### WHAT NEEDS TO BE DONE
Rewrite the listing below with "thickest part" changed to "widest part" wherever it occurs, keeping everything else the same.

━━━━━ SUPPLIED DATA

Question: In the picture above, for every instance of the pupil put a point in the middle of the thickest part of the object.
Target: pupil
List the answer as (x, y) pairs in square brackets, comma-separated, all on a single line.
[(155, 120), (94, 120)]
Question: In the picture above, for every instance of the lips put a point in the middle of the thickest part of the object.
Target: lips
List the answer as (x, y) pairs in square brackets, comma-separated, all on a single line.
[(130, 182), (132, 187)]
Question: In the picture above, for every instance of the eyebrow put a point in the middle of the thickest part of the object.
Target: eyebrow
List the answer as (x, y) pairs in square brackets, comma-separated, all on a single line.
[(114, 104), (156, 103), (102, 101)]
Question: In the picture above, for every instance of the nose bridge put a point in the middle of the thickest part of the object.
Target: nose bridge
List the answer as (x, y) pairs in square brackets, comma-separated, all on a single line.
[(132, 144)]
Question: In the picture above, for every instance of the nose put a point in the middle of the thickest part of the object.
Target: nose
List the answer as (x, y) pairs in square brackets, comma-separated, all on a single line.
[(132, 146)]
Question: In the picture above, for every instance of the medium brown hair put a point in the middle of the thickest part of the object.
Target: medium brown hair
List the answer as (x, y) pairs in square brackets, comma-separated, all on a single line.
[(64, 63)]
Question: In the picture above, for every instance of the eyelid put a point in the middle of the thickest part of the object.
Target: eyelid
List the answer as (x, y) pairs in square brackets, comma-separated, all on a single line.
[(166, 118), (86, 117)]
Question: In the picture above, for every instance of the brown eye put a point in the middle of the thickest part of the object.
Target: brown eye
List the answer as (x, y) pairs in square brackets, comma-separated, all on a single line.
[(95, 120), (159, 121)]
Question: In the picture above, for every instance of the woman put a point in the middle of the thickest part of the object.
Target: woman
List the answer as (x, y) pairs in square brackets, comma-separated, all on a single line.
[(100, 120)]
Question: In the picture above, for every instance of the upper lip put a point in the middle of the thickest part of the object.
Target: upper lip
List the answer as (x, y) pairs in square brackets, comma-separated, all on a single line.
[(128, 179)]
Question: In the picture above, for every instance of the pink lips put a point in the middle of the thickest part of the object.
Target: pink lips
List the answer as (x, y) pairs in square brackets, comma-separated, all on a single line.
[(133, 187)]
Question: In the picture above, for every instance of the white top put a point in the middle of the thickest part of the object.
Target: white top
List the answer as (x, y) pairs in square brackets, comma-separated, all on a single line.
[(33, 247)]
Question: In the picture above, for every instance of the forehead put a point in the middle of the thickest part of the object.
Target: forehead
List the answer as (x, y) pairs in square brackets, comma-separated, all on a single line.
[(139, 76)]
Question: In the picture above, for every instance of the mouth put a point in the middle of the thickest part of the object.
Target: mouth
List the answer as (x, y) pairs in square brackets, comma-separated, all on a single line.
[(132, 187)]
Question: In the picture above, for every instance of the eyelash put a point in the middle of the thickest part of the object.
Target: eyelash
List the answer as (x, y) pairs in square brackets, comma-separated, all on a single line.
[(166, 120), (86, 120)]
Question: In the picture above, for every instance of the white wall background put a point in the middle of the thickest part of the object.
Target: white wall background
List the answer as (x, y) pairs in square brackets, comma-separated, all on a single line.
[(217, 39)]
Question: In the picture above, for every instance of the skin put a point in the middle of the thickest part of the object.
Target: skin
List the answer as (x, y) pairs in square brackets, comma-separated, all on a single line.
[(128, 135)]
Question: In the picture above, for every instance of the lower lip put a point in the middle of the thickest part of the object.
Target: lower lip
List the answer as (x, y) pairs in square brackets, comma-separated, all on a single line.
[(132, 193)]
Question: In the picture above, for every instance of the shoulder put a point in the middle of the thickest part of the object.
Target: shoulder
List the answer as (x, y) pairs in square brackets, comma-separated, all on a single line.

━━━━━━━━━━

### THE COMPLETED TASK
Question: In the picture above, for every instance of the pupil put a point in the middle of the widest part of the object.
Target: pupil
List the answer as (x, y) pairs in square brackets, comma-separated, all on a single line.
[(155, 120), (94, 120)]
Question: In the picture above, for every instance of the lips put a point in the middle of the widest part of the object.
Target: lips
List the answer as (x, y) pairs in square brackets, comma-separated, all on a single line.
[(130, 182), (132, 187)]
Question: In the picture above, for every instance of the eyebrow put a point in the middle of the widest part of the object.
Target: eyebrow
List the answer as (x, y) pairs in square brackets, comma-separated, all on a single line.
[(114, 104), (156, 103), (102, 101)]
Question: In the picture above, for every instance of the nose bridge put a point in the middle of the widest part of the object.
Target: nose bridge
List the answer as (x, y) pairs in square brackets, comma-separated, all on a single line.
[(132, 144)]
Question: In the picture above, for every instance of the nose put a point in the middle of the widest part of the object.
Target: nose
List the answer as (x, y) pairs in square brackets, comma-separated, all on a single line.
[(132, 146)]
Question: In the picture above, for every instance of the medium brown hair put a point in the middle of the widest part of the object.
Target: medium brown hair
List the answer as (x, y) pairs in square brackets, comma-separated, all on a single line.
[(64, 63)]
Question: In the picture above, for every instance of the eyelid put a point in the middle of the widest part of the object.
Target: eyelid
List the answer as (x, y) pairs in square brackets, comma-separated, all on a single line.
[(166, 118), (86, 117)]
Question: In the picture above, for every instance of the brown eye put a point in the middle of the widest part of the object.
Target: brown eye
List the answer as (x, y) pairs in square brackets, comma-separated, all on a single line.
[(95, 120), (159, 121)]
Question: In the picture above, for every instance of the woman put a point in the middle of the widest part of the object.
Target: woman
List the answer as (x, y) pairs in square brackets, comma-separated, all on a single line.
[(100, 120)]
Question: In the picture above, for every instance of the upper lip put a point in the middle of the widest part of the object.
Target: upper lip
List the answer as (x, y) pairs in square brackets, comma-separated, all on a single line.
[(128, 179)]
Question: In the picture above, for every instance of the pink lips put a point in the middle of the widest part of the object.
Target: pink lips
List the answer as (x, y) pairs in square brackets, comma-separated, all on a single line.
[(133, 187)]
Question: In the picture above, for every instance of the white top put a point in the middle of the widest part of the object.
Target: white top
List the answer as (x, y) pairs in square brackets, comma-separated, all on a single line.
[(33, 247)]
Question: In the picture above, for every instance of the forehead put a point in the middle of the widest part of the object.
Target: forehead
List the answer as (x, y) pairs in square brackets, comma-separated, all on a single line.
[(139, 76)]
Question: In the picture above, for every instance of the mouth put a point in the middle of the widest part of the object.
Target: mouth
List the answer as (x, y) pairs in square brackets, comma-separated, all on a single line.
[(132, 187)]
Question: In the picture above, for every instance of the eyelash put a point in the middle of the widest part of the object.
Target: eyelash
List the answer as (x, y) pairs in square brackets, comma-separated, all on a single line.
[(166, 120), (86, 120)]
Question: In the picture above, for every instance of the white wall background put a point in the middle of the widest part of the object.
Target: white wall background
List the answer as (x, y) pairs in square brackets, comma-separated, all on a single line.
[(217, 39)]
Question: In the picture above, for every instance of the skin put a point in the middle of the widest part of the object.
Target: skin
List the answer as (x, y) pairs in square brackets, comma-separated, all on a single line.
[(128, 135)]
Question: In the picture above, for every instance of the lower lip put a point in the middle of the widest part of the object.
Target: lower lip
List the answer as (x, y) pairs in square brackets, comma-separated, all on a single line.
[(132, 193)]
Question: In the picture above, for every instance of the shoulder put a point in the middle of the widest part of the object.
Target: shoulder
List the answer as (x, y) pairs in square brackets, comma-separated, all on a single line.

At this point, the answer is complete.